» Short task
Output all the material that follows, exactly as given.

» Information provided
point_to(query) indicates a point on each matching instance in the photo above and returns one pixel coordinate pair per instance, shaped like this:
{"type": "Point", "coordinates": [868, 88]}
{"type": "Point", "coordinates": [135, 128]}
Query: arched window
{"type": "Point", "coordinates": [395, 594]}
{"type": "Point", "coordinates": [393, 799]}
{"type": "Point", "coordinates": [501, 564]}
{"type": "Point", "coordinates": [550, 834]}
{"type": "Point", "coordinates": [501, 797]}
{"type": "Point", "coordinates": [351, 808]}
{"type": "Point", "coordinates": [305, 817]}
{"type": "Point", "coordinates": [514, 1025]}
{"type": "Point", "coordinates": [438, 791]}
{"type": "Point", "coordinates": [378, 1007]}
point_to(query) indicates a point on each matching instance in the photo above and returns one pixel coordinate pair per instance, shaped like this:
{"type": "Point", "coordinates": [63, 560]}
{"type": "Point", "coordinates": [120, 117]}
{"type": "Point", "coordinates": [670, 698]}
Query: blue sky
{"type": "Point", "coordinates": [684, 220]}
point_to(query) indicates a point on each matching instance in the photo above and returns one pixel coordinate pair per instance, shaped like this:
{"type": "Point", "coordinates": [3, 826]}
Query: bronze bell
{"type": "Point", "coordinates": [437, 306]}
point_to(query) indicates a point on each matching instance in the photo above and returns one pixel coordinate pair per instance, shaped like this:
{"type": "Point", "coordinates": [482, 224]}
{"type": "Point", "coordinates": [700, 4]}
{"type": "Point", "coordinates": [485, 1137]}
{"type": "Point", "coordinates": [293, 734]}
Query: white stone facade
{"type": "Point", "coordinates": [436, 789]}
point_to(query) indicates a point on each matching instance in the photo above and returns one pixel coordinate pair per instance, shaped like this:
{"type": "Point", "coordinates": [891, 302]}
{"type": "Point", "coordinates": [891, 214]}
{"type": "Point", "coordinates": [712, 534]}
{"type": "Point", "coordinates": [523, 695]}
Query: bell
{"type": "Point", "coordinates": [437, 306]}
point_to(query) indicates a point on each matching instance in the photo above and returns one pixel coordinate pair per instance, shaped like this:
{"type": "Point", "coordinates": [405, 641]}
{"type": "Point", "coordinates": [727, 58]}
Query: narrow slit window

» Output for this task
point_to(query) indicates a point on each matching instance in the photo above and returns one pixel coordinate pair per instance, shaped like this:
{"type": "Point", "coordinates": [868, 88]}
{"type": "Point", "coordinates": [135, 128]}
Query: arched window
{"type": "Point", "coordinates": [395, 594]}
{"type": "Point", "coordinates": [393, 799]}
{"type": "Point", "coordinates": [501, 564]}
{"type": "Point", "coordinates": [550, 834]}
{"type": "Point", "coordinates": [501, 797]}
{"type": "Point", "coordinates": [351, 808]}
{"type": "Point", "coordinates": [305, 817]}
{"type": "Point", "coordinates": [514, 1025]}
{"type": "Point", "coordinates": [438, 791]}
{"type": "Point", "coordinates": [378, 1007]}
point_to(query) indicates a point on each matching instance in the photo above and returns one pixel coordinate pair per instance, shaped like this:
{"type": "Point", "coordinates": [63, 560]}
{"type": "Point", "coordinates": [120, 117]}
{"type": "Point", "coordinates": [670, 698]}
Query: blue sky
{"type": "Point", "coordinates": [684, 220]}
point_to(query) indicates a point on each matching instance in the photo above and returns one pixel coordinate pair per instance, shaped like this:
{"type": "Point", "coordinates": [3, 826]}
Query: bronze bell
{"type": "Point", "coordinates": [437, 306]}
point_to(query) indicates a point on each matching instance in the photo above and returns one pixel coordinate pair per instance, shaped like this:
{"type": "Point", "coordinates": [482, 224]}
{"type": "Point", "coordinates": [700, 4]}
{"type": "Point", "coordinates": [485, 1137]}
{"type": "Point", "coordinates": [293, 734]}
Query: white stone facade
{"type": "Point", "coordinates": [436, 789]}
point_to(query) indicates a point on each matching instance in the photo above and returns one pixel coordinate pair per instance, shaped like this:
{"type": "Point", "coordinates": [891, 302]}
{"type": "Point", "coordinates": [891, 214]}
{"type": "Point", "coordinates": [712, 534]}
{"type": "Point", "coordinates": [523, 695]}
Query: bell
{"type": "Point", "coordinates": [437, 306]}
point_to(query) indicates a point on each matching instance in the photo above and returns one pixel coordinate pair per instance, shaped like this:
{"type": "Point", "coordinates": [405, 641]}
{"type": "Point", "coordinates": [727, 58]}
Query: narrow slit window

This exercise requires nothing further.